- _TASK DETAILS_
Copy out all of the material below word for word, but leave the pictures out of your answer.

━━━

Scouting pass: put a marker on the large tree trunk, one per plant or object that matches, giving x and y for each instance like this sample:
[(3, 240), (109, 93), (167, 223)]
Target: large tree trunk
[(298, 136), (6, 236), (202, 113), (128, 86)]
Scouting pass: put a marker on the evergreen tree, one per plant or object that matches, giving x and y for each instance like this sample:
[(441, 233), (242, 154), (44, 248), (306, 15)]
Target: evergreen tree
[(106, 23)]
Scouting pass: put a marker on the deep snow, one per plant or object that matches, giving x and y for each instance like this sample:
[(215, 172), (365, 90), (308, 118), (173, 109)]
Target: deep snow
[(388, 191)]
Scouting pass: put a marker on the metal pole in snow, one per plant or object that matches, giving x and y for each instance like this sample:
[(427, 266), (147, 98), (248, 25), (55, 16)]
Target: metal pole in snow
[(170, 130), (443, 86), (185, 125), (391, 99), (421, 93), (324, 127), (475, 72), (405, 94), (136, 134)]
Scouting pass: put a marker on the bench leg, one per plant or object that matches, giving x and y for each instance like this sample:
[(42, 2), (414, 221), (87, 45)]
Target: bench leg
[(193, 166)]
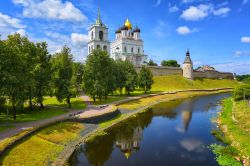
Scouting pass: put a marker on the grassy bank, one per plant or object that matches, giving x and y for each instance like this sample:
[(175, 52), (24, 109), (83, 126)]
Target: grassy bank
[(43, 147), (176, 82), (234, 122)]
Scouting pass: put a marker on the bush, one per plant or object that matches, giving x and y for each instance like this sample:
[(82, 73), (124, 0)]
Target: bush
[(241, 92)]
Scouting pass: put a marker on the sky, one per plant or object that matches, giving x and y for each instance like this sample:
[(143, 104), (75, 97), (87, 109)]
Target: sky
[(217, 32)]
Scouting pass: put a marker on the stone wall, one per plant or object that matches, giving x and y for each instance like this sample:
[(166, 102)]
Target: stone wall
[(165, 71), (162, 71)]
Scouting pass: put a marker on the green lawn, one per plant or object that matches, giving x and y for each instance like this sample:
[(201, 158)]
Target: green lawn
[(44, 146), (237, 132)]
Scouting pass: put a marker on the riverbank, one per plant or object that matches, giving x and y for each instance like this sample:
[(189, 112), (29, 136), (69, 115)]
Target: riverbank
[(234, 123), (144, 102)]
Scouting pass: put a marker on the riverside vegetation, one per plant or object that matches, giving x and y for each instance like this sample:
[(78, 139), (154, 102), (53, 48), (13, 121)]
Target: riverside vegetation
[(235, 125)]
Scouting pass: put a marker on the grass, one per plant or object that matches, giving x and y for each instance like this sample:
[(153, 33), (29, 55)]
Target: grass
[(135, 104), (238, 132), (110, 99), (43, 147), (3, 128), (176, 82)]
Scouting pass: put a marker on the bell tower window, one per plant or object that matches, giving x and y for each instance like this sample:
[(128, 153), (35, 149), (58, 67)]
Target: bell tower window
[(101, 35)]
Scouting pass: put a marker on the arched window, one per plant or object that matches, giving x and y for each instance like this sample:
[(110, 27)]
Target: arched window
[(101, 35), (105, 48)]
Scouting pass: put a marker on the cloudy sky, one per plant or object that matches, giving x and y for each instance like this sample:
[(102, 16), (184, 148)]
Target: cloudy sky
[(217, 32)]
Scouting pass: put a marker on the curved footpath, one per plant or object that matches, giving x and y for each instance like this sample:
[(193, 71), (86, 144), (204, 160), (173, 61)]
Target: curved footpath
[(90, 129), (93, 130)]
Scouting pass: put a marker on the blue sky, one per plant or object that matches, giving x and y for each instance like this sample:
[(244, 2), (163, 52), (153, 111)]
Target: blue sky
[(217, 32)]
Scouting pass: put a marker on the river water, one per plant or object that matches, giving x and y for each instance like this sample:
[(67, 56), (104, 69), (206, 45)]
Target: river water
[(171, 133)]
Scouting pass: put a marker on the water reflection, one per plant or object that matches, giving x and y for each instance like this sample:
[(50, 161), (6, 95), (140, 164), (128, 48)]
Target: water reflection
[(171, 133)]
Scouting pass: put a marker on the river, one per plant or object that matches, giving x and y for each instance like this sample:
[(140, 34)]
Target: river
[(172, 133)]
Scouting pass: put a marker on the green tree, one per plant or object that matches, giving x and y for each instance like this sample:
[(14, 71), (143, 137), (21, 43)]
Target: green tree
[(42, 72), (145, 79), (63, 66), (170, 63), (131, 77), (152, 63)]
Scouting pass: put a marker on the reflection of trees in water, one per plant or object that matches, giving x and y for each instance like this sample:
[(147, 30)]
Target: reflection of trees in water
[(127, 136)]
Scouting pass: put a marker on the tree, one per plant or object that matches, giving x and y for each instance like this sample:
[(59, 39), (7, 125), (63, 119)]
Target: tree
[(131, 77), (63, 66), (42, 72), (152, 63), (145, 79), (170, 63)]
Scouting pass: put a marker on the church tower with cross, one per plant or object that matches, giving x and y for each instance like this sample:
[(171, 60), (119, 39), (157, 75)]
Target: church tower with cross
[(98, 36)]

━━━

- _TASK RESPONSE_
Scouting pass: put a marker on the large tree trunk, one per plant or object that matches, giving x and y for each instance like this sample:
[(3, 240), (109, 93), (167, 223)]
Target: large tree trunk
[(298, 136), (6, 236), (202, 113), (128, 86)]
Scouting pass: put a marker on the evergreen tree, one per plant or object that matches, giving x and y for each instance like this sample:
[(441, 233), (242, 154), (44, 248), (306, 15)]
Target: evergreen tree
[(106, 23)]
Scouting pass: put a marker on the deep snow, one per plant or object that matches, giving x and y for each instance like this sample:
[(215, 172), (365, 90), (308, 118), (173, 109)]
Target: deep snow
[(388, 191)]
Scouting pass: put a marker on the metal pole in snow, one per plant or object that matches, giving x and y for each instance like this sample:
[(427, 266), (147, 98), (248, 25), (55, 16)]
Target: metal pole in snow
[(170, 130), (443, 86), (185, 125), (391, 99), (421, 93), (324, 127), (475, 72), (405, 94), (136, 134)]
Scouting pass: put a marker on the bench leg, one per plant or object that matches, giving x and y for each instance like this sample:
[(42, 2), (414, 221), (87, 45)]
Target: bench leg
[(193, 166)]
Scouting pass: put a marker on the grassy bank, one per plant or object that matches, giving x and y for each instance like this sample:
[(175, 52), (24, 109), (83, 126)]
Target: grassy bank
[(43, 147), (176, 82), (234, 122)]
Scouting pass: put a marker on the bush, one per plant or object that matches, giving x and y for each instance like this sample:
[(82, 73), (124, 0)]
Target: bush
[(241, 92)]
Scouting pass: put a marker on the sky, one per plant or object that matches, giving x and y for each instance like this sample:
[(143, 104), (75, 97), (87, 109)]
Target: sky
[(217, 32)]
Scouting pass: put a marker on the stone wall, one per plant or object that matches, giving x and y for each instance like this sample:
[(166, 102)]
Target: stone wall
[(165, 71), (162, 71)]
Scouting pass: put a marker on the green lawn, one per plant or object that matches, giving x and y for each instance like this sample:
[(201, 158)]
Target: green lawn
[(44, 146), (237, 132)]
Scouting pass: put a marker on the riverbank, one per plant or object that matches, giving x and y for each instance like this sample:
[(189, 112), (29, 136), (69, 115)]
Target: riverbank
[(234, 123), (144, 102)]
Scouting pass: put a marker on the riverside vegetation, one per plant or object that matches, giving x and y for each instance like this sample:
[(78, 139), (154, 102), (53, 48), (13, 121)]
Target: riverside vegetation
[(235, 125)]
Scouting pass: put a marker on the grass, one per plant or object that matches, giving x and y for each instance like this sample:
[(153, 33), (29, 55)]
Target: grass
[(135, 104), (238, 132), (110, 99), (43, 147), (3, 128), (176, 82)]
Scouting pass: put a marker on the bell tower window, one per plant or object that matches, giving x and y for each instance like this sample:
[(128, 153), (35, 149), (58, 67)]
Target: bell tower window
[(101, 35)]
Scouting pass: put a marker on the arched window, one per plant or object that matches, giving x and y for each instance like this sample:
[(110, 27)]
Target: arched window
[(101, 35), (105, 48)]
Scouting pass: put a marker on the cloudy sky, one per plant or object that matches, giving x and y for each instance like this sample:
[(102, 16), (184, 148)]
Target: cloudy sky
[(217, 32)]
Scouting pass: put a marker on the curved footpath, one per plant or object that matches, giving x and y for each instance like this sample:
[(193, 71), (86, 144), (204, 160), (173, 61)]
Target: curved footpath
[(90, 129), (93, 130)]
Scouting pass: put a marker on the blue sky, one per plant or object that matches, giving x and y for each instance like this sample:
[(244, 2), (163, 52), (153, 111)]
Target: blue sky
[(217, 32)]
Scouting pass: put a marker on the river water, one per plant or object that matches, giving x and y for each instance like this sample:
[(67, 56), (104, 69), (206, 45)]
Target: river water
[(171, 133)]
Scouting pass: put a marker on the water reflection, one per plant or object that matches, giving x and y for each instance like this sample:
[(50, 161), (6, 95), (140, 164), (128, 48)]
Target: water reflection
[(171, 133)]
Scouting pass: put a marker on the river, one per plant or object that matches, giving x and y for each instance like this sample:
[(140, 34)]
Target: river
[(172, 133)]
Scouting pass: put a marker on the green tree, one per plant or object that matches, giving x and y for each instance like this sample:
[(14, 71), (143, 137), (21, 43)]
Target: green tree
[(42, 72), (145, 79), (63, 66), (170, 63), (131, 77), (152, 63)]
Scouting pass: put a marker on the reflection of trees in water, one per plant or object that matches, giving x and y for each instance like this sample:
[(147, 30)]
Target: reflection of trees in water
[(127, 136)]
Scouting pass: put a marker on the tree, one per plant or object that matches, giving x and y for each instance like this sample:
[(59, 39), (7, 125), (63, 119)]
Target: tree
[(131, 77), (63, 66), (42, 72), (152, 63), (145, 79), (170, 63)]
Scouting pass: put a marker on the church tower with cross, one per plant or object that matches, giving x and y for each instance like this sample:
[(171, 60), (119, 39), (157, 75)]
Target: church tower with cross
[(98, 36)]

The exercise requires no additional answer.